• YOUR GOAL: Repeat the records below verbatim.

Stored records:
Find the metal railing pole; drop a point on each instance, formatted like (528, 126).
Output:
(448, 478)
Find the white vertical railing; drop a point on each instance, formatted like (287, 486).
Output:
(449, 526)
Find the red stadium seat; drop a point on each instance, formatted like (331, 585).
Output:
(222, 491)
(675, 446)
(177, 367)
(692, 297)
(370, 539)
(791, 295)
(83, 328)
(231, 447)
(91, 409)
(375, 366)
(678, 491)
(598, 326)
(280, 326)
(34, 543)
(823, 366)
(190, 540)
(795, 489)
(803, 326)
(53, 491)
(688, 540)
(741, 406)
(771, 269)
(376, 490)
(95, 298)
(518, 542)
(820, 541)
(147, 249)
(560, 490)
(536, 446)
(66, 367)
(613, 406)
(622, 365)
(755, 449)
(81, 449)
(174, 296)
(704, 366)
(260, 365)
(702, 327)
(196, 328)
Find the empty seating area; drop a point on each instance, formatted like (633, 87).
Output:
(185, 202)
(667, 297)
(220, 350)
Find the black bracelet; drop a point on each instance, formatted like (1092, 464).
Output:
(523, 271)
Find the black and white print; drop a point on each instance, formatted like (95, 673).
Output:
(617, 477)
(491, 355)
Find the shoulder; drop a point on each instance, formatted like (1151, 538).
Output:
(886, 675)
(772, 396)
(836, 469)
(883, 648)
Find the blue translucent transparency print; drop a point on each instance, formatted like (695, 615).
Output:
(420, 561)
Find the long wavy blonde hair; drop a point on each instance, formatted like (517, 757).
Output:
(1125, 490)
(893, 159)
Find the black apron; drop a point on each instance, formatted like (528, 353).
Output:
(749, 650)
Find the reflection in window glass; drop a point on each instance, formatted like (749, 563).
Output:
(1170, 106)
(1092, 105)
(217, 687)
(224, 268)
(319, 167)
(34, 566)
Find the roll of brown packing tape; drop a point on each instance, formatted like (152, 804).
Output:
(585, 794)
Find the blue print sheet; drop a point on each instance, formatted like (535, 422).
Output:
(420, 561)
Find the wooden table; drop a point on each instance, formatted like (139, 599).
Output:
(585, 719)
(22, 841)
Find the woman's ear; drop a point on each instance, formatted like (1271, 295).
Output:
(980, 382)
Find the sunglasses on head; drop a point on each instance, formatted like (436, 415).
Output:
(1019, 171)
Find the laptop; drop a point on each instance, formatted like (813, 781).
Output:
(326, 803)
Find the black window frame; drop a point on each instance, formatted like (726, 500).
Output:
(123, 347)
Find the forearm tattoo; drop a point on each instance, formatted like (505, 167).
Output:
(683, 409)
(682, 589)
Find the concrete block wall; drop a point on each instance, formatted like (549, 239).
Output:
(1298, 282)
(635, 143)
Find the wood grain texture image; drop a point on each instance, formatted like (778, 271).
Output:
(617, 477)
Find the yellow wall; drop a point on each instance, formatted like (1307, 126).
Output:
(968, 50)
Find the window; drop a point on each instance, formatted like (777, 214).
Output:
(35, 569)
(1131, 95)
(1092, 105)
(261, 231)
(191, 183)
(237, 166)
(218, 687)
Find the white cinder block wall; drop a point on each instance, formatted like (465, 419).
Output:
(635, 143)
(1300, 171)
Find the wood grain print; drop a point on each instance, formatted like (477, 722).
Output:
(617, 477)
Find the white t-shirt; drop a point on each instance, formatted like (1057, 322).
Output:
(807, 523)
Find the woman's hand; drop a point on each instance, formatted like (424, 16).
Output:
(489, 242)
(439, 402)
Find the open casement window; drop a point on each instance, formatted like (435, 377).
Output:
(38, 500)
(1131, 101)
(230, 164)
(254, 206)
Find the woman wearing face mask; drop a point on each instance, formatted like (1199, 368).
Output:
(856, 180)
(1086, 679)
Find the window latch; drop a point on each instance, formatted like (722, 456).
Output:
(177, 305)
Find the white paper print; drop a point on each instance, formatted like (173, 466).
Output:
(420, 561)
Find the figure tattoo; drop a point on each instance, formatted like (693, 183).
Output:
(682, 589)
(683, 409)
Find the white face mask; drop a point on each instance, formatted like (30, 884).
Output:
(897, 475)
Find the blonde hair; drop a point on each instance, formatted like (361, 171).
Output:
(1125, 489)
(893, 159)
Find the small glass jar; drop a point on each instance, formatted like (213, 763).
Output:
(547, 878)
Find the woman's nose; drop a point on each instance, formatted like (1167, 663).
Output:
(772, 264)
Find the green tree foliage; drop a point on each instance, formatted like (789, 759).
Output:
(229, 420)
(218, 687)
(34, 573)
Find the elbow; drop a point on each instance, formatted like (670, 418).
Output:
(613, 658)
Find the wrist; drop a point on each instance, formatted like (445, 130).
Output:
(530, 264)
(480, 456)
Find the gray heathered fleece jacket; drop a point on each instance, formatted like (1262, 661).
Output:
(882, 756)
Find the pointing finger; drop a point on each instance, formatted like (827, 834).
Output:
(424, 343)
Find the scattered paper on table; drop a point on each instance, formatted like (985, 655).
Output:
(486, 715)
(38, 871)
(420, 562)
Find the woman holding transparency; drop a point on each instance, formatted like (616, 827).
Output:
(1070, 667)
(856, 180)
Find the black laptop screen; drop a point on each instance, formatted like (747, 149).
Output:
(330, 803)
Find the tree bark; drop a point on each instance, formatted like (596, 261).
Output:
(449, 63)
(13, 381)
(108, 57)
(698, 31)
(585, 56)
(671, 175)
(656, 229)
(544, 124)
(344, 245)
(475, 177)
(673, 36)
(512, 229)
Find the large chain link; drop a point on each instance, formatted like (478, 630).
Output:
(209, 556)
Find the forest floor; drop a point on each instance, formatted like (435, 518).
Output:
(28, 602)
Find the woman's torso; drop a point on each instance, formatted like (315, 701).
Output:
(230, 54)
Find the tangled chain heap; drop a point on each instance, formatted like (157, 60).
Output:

• SOLUTION FOR THIS TASK:
Find the metal railing pole; drop a point on each instance, formatted like (528, 126).
Output:
(448, 478)
Find the white vertical railing; drop a point on each instance, formatted like (287, 486).
Output:
(449, 526)
Find the red stadium seat; drop a point on each instance, formatted like (331, 585).
Output:
(222, 491)
(675, 446)
(177, 367)
(692, 297)
(370, 539)
(791, 295)
(83, 328)
(231, 447)
(91, 409)
(375, 366)
(678, 491)
(598, 326)
(280, 326)
(34, 543)
(823, 366)
(190, 540)
(795, 489)
(803, 326)
(53, 491)
(688, 540)
(741, 406)
(771, 269)
(376, 490)
(95, 298)
(518, 542)
(820, 541)
(147, 249)
(560, 490)
(536, 446)
(66, 367)
(613, 406)
(622, 365)
(755, 449)
(81, 449)
(174, 296)
(704, 366)
(260, 365)
(702, 327)
(196, 328)
Find the empty seating area; drop a point on each instance, formatted like (633, 87).
Output:
(185, 202)
(667, 297)
(220, 350)
Find the black bracelet; drop a point on each instance, formatted like (1092, 464).
Output:
(523, 271)
Find the black and white print; drop a point on each instance, formatted like (95, 673).
Output:
(617, 477)
(491, 355)
Find the shoulder; drop a point on each instance, formatted like (1151, 538).
Output:
(886, 675)
(772, 396)
(836, 469)
(883, 648)
Find the blue translucent transparency print; drop a point on each instance, formatted like (695, 615).
Output:
(420, 561)
Find the long wavy blonde hair; drop a point on each instance, formatted like (517, 757).
Output:
(1125, 490)
(893, 159)
Find the black apron; drop a point on each instance, formatted like (528, 353).
Output:
(749, 650)
Find the reflection in window glass; drop a point on each instance, formatted like (749, 563).
Output:
(1170, 106)
(1092, 105)
(217, 687)
(224, 268)
(319, 167)
(34, 566)
Find the roll of brown packing tape; drop a point on each instance, formatted like (152, 804).
Output:
(585, 794)
Find the blue print sheet; drop a point on each instance, formatted like (535, 422).
Output:
(420, 561)
Find the wooden table; drop a point on each instance, formatted like (139, 599).
Output:
(585, 719)
(22, 841)
Find the woman's ear; drop a point on each instance, formatted like (1271, 295).
Output:
(980, 382)
Find the sunglasses on head; drop a point on each instance, formatted like (436, 415).
Output:
(1019, 171)
Find the laptop; drop a point on each instance, formatted like (813, 781).
Output:
(326, 803)
Find the black window frame; drop a point on each instance, formatted like (726, 500).
Output:
(123, 347)
Find the forearm tattoo; drop a point on each instance, formatted like (505, 167).
Output:
(683, 409)
(682, 589)
Find the concrete block wall; drop a point on each instance, formatted like (549, 239).
Output:
(1298, 282)
(635, 143)
Find the wood grain texture image; drop a point on each instance, formatted like (778, 271).
Output:
(617, 477)
Find the yellow wall; drop a point on each instance, formatted like (1307, 126).
Output:
(968, 50)
Find the window; drop a point on each instance, formatted like (777, 214).
Output:
(35, 569)
(1131, 95)
(1092, 105)
(261, 231)
(191, 183)
(237, 166)
(218, 687)
Find the white cinder block wall; drop a point on each instance, formatted like (465, 419).
Output:
(635, 143)
(1300, 171)
Find the wood grain print; drop a point on each instance, formatted like (477, 722).
Output:
(617, 477)
Find the white t-shirt; drop a point on each instance, formatted like (1057, 322).
Output:
(807, 523)
Find the woman's hand; drop a point on each instance, formatted like (424, 16).
Output:
(489, 242)
(439, 402)
Find the open casement window; drop a point on each instance, formatted like (435, 377).
Output:
(38, 500)
(1131, 101)
(230, 164)
(254, 206)
Find the woman wearing face mask; drop a point on each instance, formatted like (1199, 368).
Output:
(856, 180)
(1086, 679)
Find the window latch; drop a point on each instance, formatted like (722, 456).
Output:
(177, 305)
Find the white paper print; drop a point on each instance, formatted like (173, 466).
Output:
(420, 561)
Find the figure tattoo; drop a point on each instance, formatted like (693, 183).
Output:
(682, 589)
(683, 409)
Find the white face mask; drop a point on each instance, formatted like (30, 884).
Output:
(897, 475)
Find the blonde hair; drop a point on each instance, formatted like (361, 171).
Output:
(1125, 489)
(893, 159)
Find the small glass jar; drop a point on each instance, formatted like (213, 763).
Output:
(547, 878)
Find the woman's nose; drop a point on each instance, formatted like (1167, 663).
Output:
(772, 264)
Find the green tree foliage; drop a point on each instance, formatted like (789, 759).
Output:
(229, 420)
(218, 687)
(34, 573)
Find the elbow; drop a point on each instance, formatted like (670, 418).
Output:
(613, 658)
Find the wrist; drop a point on each instance, formatted like (445, 130).
Output:
(530, 264)
(480, 456)
Find the gray heathered fleece jacket; drop a point on each instance, formatted like (1262, 661).
Output:
(882, 756)
Find the pointing finger; drop a point on each instance, formatted like (827, 834).
Output:
(424, 343)
Find the scattered paper on table; drop a point on each instance, formatted like (985, 655).
Output:
(486, 715)
(38, 871)
(420, 562)
Find the woman holding transparency; drop a point on each instance, formatted like (616, 827).
Output:
(1070, 667)
(856, 180)
Find the black laptop screen; drop a point on each instance, formatted like (747, 149).
Output:
(330, 803)
Find the tree bark; drop a point on each instance, formatted like (596, 261).
Output:
(449, 63)
(13, 381)
(108, 57)
(698, 31)
(585, 56)
(671, 175)
(656, 229)
(544, 124)
(344, 245)
(475, 177)
(673, 36)
(512, 229)
Find the large chain link; drop a point on each instance, formatted like (478, 630).
Output:
(209, 556)
Find the forest floor; drop a point on each instance, formatted like (435, 518).
Output:
(28, 602)
Find the woman's torso; drop a point on each instance, formatted like (315, 701).
Output:
(230, 54)
Find the tangled chain heap; drop a point on each instance, formatted like (157, 60).
Output:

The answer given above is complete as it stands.